#### [EXTRACTED TEXT]
To estimate the mean of a normally distributed population, use the arithmetic average of 
a random sample that is taken from the population. Non-normal distributions also often 
use the average of a random sample to estimate the mean. If your data is not normally 
distributed, you might want to consult a statistician because another statistic might be 
better. 

The sample average gives a point estimate of the population mean. The sample average 
gives one number, or point, to estimate the mean. The sample size and the population 
variance both affect the precision of this point estimate. Generally, larger samples 
produce more precise estimates, or produce estimates closer to the true unknown 
population mean. In general, samples from a population with a small variance produce 
more precise estimates than samples from a population with a large variance. Sample size 
and population variance interact. Large samples from a population with a small variance 
are likely to produce the most precise estimates. The next two sections describe the effect 
of sample size and population variance.

Records from a collection:
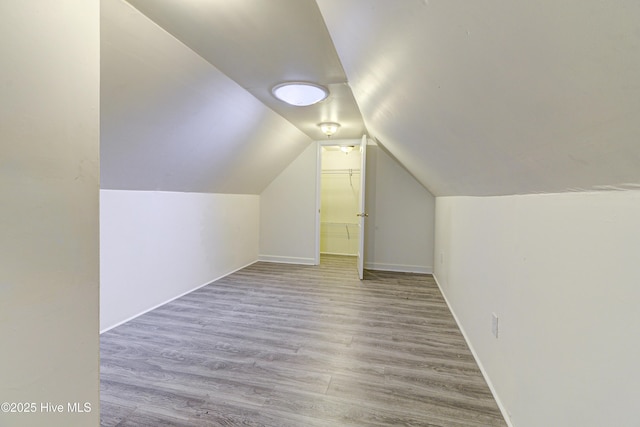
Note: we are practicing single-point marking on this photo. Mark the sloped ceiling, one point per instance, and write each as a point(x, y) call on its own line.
point(473, 98)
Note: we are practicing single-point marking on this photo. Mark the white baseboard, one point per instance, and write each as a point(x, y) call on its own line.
point(337, 253)
point(503, 410)
point(401, 268)
point(286, 260)
point(173, 298)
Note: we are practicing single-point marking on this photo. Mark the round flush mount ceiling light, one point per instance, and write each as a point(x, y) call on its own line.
point(300, 94)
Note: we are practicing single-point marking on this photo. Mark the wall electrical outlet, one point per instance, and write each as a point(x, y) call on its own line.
point(494, 324)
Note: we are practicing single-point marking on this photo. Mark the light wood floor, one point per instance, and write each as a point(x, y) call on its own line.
point(285, 345)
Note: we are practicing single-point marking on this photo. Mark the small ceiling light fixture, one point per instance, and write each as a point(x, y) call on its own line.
point(346, 148)
point(329, 128)
point(300, 94)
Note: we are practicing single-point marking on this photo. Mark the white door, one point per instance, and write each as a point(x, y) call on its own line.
point(361, 213)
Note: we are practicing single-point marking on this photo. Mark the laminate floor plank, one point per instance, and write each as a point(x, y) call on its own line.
point(289, 345)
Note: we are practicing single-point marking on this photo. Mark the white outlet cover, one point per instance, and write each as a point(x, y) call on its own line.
point(494, 324)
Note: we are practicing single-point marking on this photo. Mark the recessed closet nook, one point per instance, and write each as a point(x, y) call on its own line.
point(339, 189)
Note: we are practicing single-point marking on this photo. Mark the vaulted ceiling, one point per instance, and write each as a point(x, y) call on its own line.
point(473, 98)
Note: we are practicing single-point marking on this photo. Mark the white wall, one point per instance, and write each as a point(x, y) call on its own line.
point(288, 212)
point(49, 168)
point(399, 230)
point(562, 272)
point(156, 246)
point(400, 227)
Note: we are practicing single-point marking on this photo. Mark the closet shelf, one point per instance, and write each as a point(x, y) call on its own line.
point(340, 171)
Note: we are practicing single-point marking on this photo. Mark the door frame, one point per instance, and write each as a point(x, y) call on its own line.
point(325, 143)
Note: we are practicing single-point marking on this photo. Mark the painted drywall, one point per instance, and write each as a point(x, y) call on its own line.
point(339, 201)
point(400, 226)
point(49, 180)
point(524, 97)
point(399, 230)
point(288, 212)
point(561, 272)
point(172, 121)
point(156, 246)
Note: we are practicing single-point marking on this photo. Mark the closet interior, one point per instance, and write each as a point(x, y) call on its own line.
point(340, 189)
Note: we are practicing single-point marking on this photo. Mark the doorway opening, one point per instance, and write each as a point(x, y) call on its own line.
point(340, 219)
point(339, 196)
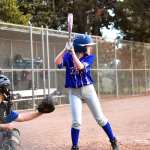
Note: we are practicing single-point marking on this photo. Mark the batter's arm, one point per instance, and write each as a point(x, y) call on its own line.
point(79, 64)
point(59, 57)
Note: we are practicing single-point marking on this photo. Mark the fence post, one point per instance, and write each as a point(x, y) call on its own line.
point(32, 57)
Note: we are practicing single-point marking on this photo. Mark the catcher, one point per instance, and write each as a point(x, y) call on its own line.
point(9, 135)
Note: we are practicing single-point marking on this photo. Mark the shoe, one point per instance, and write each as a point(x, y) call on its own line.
point(75, 147)
point(114, 144)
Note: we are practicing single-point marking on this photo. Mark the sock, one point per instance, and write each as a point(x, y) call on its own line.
point(75, 136)
point(108, 130)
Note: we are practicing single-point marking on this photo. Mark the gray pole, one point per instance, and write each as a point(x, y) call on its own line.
point(145, 65)
point(116, 68)
point(132, 69)
point(43, 48)
point(12, 73)
point(48, 58)
point(32, 57)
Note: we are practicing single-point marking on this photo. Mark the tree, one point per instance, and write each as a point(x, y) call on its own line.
point(41, 11)
point(9, 12)
point(132, 17)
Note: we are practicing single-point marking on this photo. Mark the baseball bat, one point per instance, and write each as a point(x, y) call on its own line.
point(70, 24)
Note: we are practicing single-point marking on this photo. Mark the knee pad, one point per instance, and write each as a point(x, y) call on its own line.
point(76, 125)
point(102, 122)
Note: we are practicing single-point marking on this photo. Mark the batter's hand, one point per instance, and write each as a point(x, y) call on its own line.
point(69, 46)
point(47, 105)
point(7, 126)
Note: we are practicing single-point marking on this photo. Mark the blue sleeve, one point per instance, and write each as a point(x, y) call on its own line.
point(88, 62)
point(11, 117)
point(63, 64)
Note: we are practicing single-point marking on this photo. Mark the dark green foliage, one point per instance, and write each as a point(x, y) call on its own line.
point(9, 12)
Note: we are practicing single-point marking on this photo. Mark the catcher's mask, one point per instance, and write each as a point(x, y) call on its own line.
point(80, 42)
point(4, 88)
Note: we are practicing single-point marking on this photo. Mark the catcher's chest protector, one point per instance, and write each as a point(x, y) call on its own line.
point(2, 112)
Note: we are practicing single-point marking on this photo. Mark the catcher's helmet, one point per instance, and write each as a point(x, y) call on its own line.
point(4, 81)
point(81, 41)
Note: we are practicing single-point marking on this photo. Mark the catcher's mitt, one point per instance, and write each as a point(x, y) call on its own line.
point(46, 106)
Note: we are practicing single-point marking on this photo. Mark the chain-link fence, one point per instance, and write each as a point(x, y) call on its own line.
point(27, 58)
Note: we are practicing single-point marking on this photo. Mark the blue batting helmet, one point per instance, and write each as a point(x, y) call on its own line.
point(4, 81)
point(81, 41)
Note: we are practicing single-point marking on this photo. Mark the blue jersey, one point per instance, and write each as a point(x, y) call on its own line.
point(11, 117)
point(77, 78)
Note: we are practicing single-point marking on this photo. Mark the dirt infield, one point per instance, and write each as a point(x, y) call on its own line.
point(129, 117)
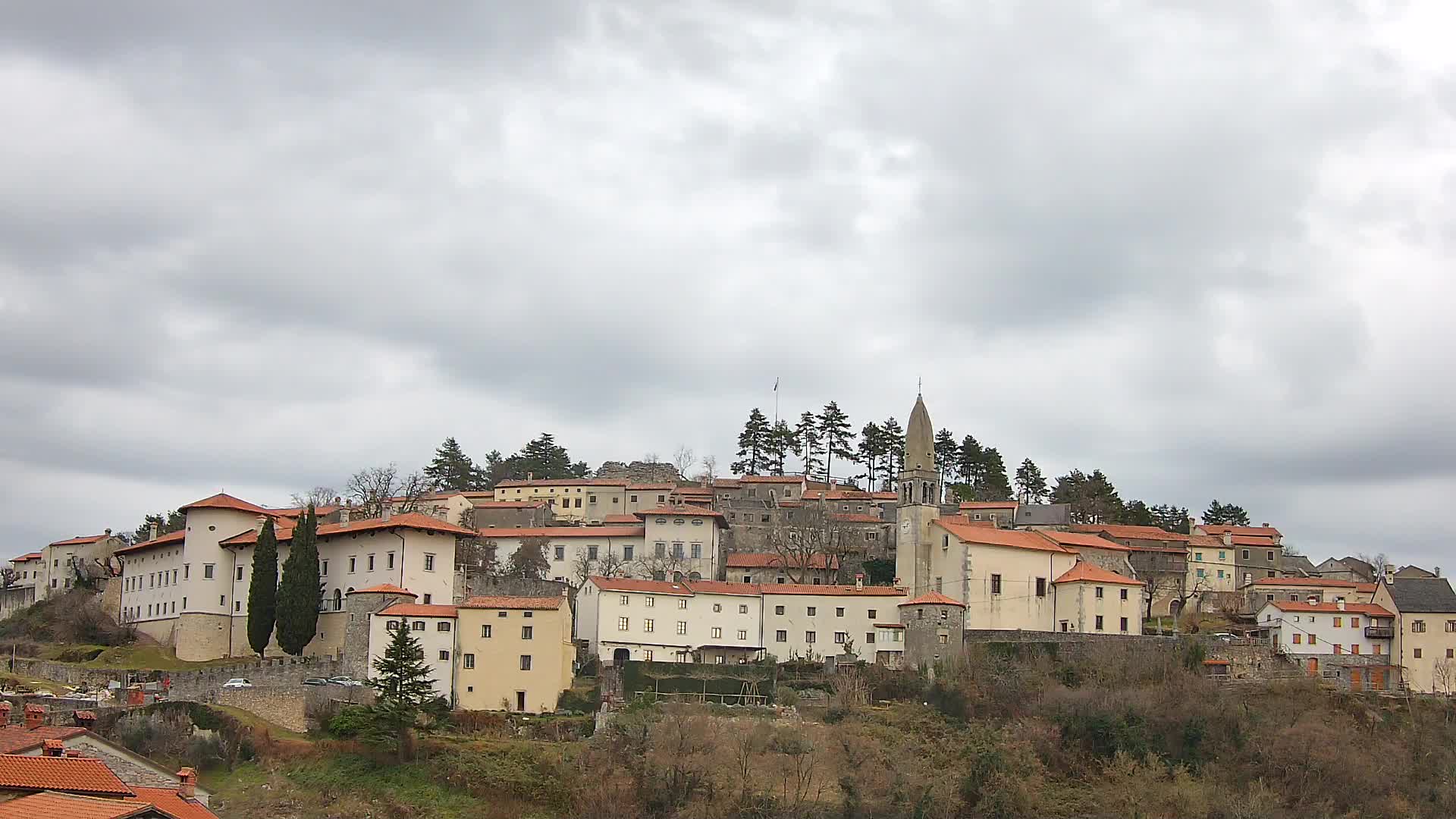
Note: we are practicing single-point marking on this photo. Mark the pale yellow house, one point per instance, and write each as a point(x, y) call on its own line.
point(1092, 599)
point(513, 653)
point(1424, 637)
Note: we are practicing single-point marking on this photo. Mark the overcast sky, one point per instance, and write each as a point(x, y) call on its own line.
point(1207, 249)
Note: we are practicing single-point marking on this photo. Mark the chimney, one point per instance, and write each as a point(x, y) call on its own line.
point(187, 783)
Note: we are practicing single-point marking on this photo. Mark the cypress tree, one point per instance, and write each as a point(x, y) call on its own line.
point(300, 594)
point(262, 594)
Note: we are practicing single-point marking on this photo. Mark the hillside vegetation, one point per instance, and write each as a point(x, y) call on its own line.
point(1119, 732)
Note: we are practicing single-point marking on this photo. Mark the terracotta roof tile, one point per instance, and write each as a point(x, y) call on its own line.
point(383, 589)
point(71, 774)
point(1014, 538)
point(419, 610)
point(501, 602)
point(932, 599)
point(1085, 572)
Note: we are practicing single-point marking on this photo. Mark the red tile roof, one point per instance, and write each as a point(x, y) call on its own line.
point(1131, 532)
point(18, 739)
point(419, 610)
point(566, 532)
point(71, 774)
point(406, 521)
point(1310, 582)
point(1329, 608)
point(383, 589)
point(770, 560)
point(162, 541)
point(1014, 538)
point(1085, 572)
point(500, 602)
point(932, 599)
point(855, 518)
point(80, 541)
point(832, 591)
point(635, 585)
point(169, 802)
point(720, 588)
point(1074, 539)
point(52, 805)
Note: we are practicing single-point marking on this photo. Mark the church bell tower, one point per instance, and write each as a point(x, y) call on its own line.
point(919, 503)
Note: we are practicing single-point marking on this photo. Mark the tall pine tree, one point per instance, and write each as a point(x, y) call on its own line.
point(262, 591)
point(300, 594)
point(837, 435)
point(753, 445)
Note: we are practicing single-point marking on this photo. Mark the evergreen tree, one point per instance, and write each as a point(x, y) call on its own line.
point(262, 591)
point(405, 689)
point(946, 457)
point(807, 438)
point(753, 445)
point(300, 592)
point(1031, 487)
point(871, 450)
point(896, 449)
point(837, 438)
point(1226, 515)
point(453, 471)
point(778, 447)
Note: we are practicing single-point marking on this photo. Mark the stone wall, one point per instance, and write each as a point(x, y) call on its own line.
point(277, 704)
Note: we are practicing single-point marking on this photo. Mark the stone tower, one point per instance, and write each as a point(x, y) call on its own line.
point(918, 504)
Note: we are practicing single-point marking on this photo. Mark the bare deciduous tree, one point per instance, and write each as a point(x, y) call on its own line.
point(370, 488)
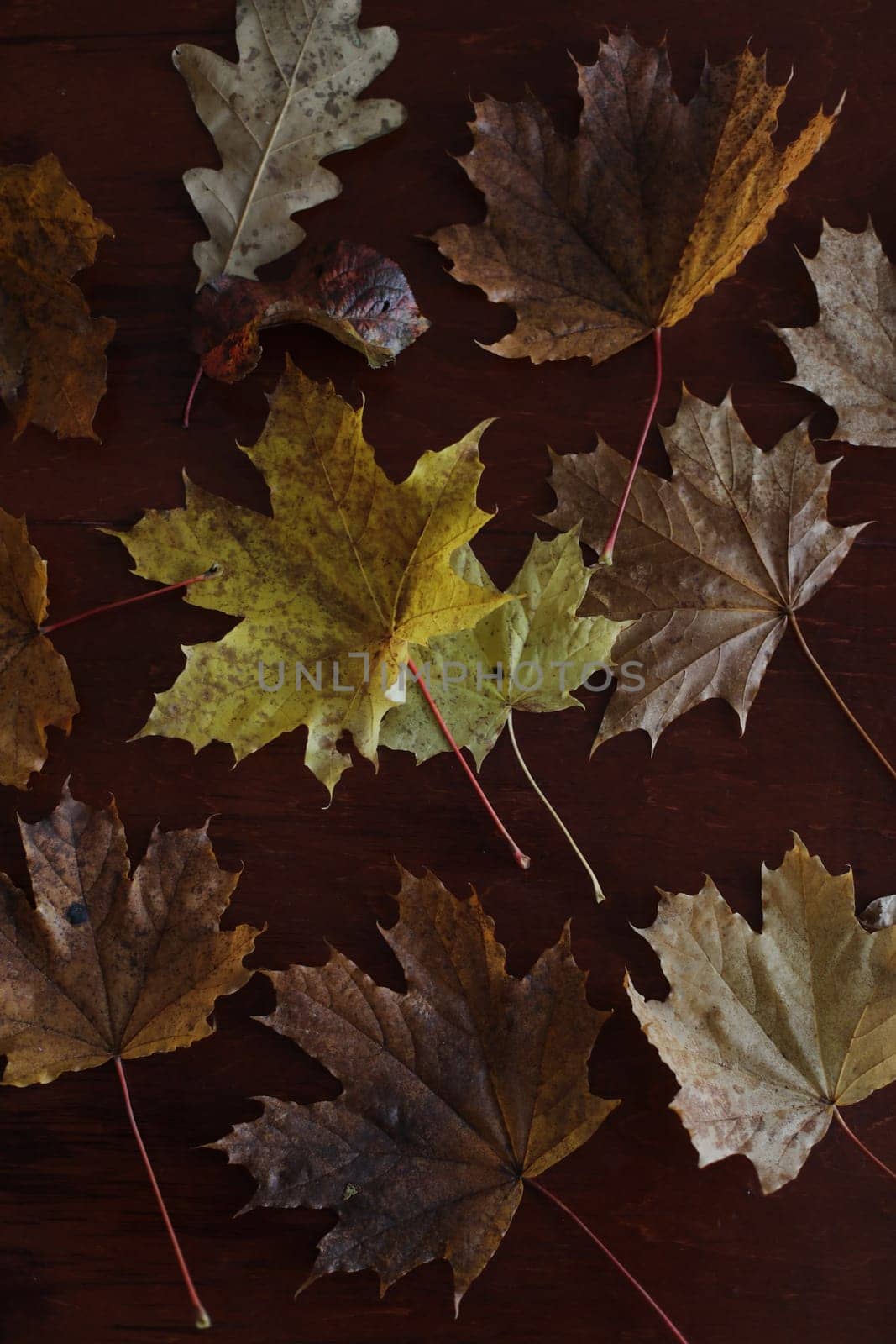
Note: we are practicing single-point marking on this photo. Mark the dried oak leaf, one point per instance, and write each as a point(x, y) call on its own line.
point(347, 289)
point(331, 591)
point(710, 566)
point(35, 685)
point(288, 102)
point(528, 655)
point(105, 964)
point(453, 1092)
point(849, 356)
point(770, 1032)
point(53, 362)
point(600, 241)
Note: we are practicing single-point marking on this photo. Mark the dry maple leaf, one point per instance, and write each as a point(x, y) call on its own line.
point(53, 362)
point(849, 356)
point(770, 1034)
point(35, 685)
point(528, 655)
point(454, 1093)
point(291, 101)
point(600, 241)
point(331, 591)
point(347, 291)
point(710, 566)
point(105, 964)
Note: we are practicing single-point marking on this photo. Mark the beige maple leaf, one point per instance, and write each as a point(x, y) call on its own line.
point(710, 566)
point(107, 964)
point(849, 356)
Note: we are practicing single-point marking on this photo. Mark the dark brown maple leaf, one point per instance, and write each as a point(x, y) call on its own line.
point(598, 241)
point(454, 1092)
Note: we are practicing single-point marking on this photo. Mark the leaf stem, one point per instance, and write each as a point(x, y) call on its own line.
point(842, 705)
point(125, 601)
point(859, 1144)
point(606, 554)
point(598, 893)
point(555, 1200)
point(191, 394)
point(203, 1319)
point(521, 859)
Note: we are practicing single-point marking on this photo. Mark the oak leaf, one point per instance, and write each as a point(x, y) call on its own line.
point(53, 362)
point(770, 1034)
point(347, 291)
point(105, 964)
point(849, 356)
point(291, 101)
point(331, 591)
point(530, 655)
point(600, 241)
point(710, 568)
point(454, 1092)
point(35, 685)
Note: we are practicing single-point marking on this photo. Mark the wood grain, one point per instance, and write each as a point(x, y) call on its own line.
point(82, 1252)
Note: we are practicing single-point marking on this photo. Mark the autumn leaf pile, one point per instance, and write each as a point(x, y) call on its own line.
point(363, 617)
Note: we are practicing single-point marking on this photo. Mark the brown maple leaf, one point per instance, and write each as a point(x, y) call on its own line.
point(105, 964)
point(849, 356)
point(53, 362)
point(347, 289)
point(770, 1034)
point(35, 685)
point(456, 1092)
point(600, 241)
point(710, 566)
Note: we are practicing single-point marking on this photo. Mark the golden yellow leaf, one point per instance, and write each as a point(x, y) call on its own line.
point(53, 362)
point(331, 591)
point(35, 685)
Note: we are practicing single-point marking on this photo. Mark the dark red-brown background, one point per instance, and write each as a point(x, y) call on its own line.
point(82, 1250)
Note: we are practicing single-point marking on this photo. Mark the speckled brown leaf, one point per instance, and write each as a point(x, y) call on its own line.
point(35, 685)
point(708, 566)
point(291, 101)
point(347, 289)
point(849, 356)
point(53, 353)
point(598, 241)
point(105, 964)
point(770, 1034)
point(453, 1092)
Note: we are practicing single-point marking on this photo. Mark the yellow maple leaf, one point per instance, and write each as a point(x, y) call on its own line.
point(331, 591)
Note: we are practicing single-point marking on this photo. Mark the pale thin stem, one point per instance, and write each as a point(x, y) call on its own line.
point(598, 893)
point(613, 1260)
point(606, 554)
point(521, 859)
point(203, 1319)
point(190, 396)
point(859, 1144)
point(833, 690)
point(123, 601)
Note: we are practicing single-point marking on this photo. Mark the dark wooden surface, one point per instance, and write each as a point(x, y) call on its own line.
point(82, 1252)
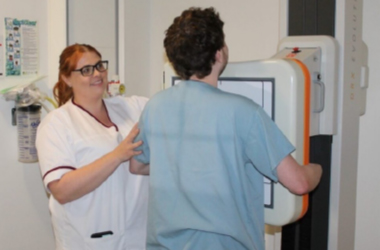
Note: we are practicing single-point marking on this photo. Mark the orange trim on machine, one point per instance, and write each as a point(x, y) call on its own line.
point(306, 131)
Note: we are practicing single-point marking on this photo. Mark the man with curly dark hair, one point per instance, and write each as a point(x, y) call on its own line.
point(207, 150)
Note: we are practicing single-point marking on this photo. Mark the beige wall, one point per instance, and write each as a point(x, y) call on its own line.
point(368, 198)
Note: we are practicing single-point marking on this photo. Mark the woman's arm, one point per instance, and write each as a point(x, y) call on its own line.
point(82, 181)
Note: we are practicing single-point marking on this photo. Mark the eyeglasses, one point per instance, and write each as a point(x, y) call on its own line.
point(88, 70)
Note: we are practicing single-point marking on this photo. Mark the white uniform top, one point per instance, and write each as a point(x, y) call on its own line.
point(69, 138)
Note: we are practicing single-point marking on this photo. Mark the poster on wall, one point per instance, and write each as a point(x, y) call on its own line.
point(21, 47)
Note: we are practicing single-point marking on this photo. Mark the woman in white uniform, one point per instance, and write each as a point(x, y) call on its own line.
point(84, 148)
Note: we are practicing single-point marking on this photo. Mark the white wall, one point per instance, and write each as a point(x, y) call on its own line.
point(368, 198)
point(24, 216)
point(98, 29)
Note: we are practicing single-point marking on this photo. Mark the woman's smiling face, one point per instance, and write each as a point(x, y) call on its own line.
point(87, 88)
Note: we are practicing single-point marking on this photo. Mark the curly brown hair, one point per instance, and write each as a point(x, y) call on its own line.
point(67, 63)
point(192, 41)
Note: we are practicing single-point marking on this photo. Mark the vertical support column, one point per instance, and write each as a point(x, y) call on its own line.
point(313, 17)
point(345, 145)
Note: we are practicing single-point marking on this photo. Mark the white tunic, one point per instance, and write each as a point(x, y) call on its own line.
point(69, 138)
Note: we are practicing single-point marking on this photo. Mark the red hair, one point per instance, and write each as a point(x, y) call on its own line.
point(67, 62)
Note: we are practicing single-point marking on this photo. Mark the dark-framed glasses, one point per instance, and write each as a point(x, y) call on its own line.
point(88, 70)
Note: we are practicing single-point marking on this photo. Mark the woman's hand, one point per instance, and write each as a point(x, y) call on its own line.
point(126, 149)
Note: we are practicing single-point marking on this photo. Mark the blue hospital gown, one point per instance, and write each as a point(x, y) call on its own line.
point(208, 151)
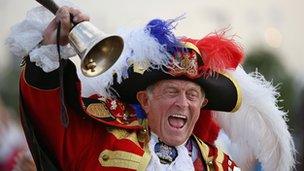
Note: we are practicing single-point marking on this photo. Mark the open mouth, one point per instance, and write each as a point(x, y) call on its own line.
point(177, 121)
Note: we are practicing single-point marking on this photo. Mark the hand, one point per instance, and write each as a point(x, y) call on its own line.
point(63, 15)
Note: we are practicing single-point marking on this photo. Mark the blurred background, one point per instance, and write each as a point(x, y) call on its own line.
point(270, 31)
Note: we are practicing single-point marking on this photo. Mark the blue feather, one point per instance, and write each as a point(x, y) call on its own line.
point(161, 30)
point(140, 113)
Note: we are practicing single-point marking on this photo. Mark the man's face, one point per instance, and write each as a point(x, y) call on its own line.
point(172, 108)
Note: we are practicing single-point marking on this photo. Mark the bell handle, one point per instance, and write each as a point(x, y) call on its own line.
point(53, 7)
point(50, 5)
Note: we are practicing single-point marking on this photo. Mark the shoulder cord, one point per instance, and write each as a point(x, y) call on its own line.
point(63, 110)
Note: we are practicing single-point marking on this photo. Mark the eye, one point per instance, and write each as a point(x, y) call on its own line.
point(170, 92)
point(193, 95)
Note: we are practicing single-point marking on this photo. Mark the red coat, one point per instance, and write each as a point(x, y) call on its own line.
point(98, 137)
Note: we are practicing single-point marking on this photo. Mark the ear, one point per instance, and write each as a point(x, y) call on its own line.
point(143, 99)
point(204, 103)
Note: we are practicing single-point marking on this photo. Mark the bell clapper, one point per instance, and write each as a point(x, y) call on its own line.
point(91, 65)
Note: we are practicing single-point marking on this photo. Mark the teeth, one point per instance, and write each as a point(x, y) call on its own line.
point(179, 116)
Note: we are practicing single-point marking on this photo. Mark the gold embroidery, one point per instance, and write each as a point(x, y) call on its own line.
point(123, 134)
point(122, 159)
point(98, 110)
point(219, 160)
point(145, 159)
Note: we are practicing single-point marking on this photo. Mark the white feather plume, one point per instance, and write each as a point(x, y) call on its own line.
point(258, 130)
point(140, 48)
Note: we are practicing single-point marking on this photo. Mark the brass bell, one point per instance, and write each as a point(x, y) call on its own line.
point(97, 50)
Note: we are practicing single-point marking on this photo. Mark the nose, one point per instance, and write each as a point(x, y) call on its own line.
point(181, 101)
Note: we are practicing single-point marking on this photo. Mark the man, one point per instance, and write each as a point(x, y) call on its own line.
point(161, 113)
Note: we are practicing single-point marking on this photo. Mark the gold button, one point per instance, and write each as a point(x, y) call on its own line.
point(210, 163)
point(105, 157)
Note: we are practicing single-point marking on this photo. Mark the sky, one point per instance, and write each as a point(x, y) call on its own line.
point(271, 24)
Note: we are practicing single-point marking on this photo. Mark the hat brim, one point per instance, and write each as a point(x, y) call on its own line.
point(221, 90)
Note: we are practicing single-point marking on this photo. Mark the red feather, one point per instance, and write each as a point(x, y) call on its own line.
point(218, 52)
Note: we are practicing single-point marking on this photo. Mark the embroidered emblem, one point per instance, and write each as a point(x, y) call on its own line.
point(98, 110)
point(113, 105)
point(166, 154)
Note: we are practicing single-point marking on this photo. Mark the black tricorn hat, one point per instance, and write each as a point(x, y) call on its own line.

#### [SHORT EXERCISE]
In the passage above on estimating a population mean, write out word for word the stretch that begins at the words "The sample average gives" and ends after the words "and population variance.".

#### [RIGHT ANSWER]
The sample average gives a point estimate of the population mean. The sample average 
gives one number, or point, to estimate the mean. The sample size and the population 
variance both affect the precision of this point estimate. Generally, larger samples 
produce more precise estimates, or produce estimates closer to the true unknown 
population mean. In general, samples from a population with a small variance produce 
more precise estimates than samples from a population with a large variance. Sample size 
and population variance interact. Large samples from a population with a small variance 
are likely to produce the most precise estimates. The next two sections describe the effect 
of sample size and population variance.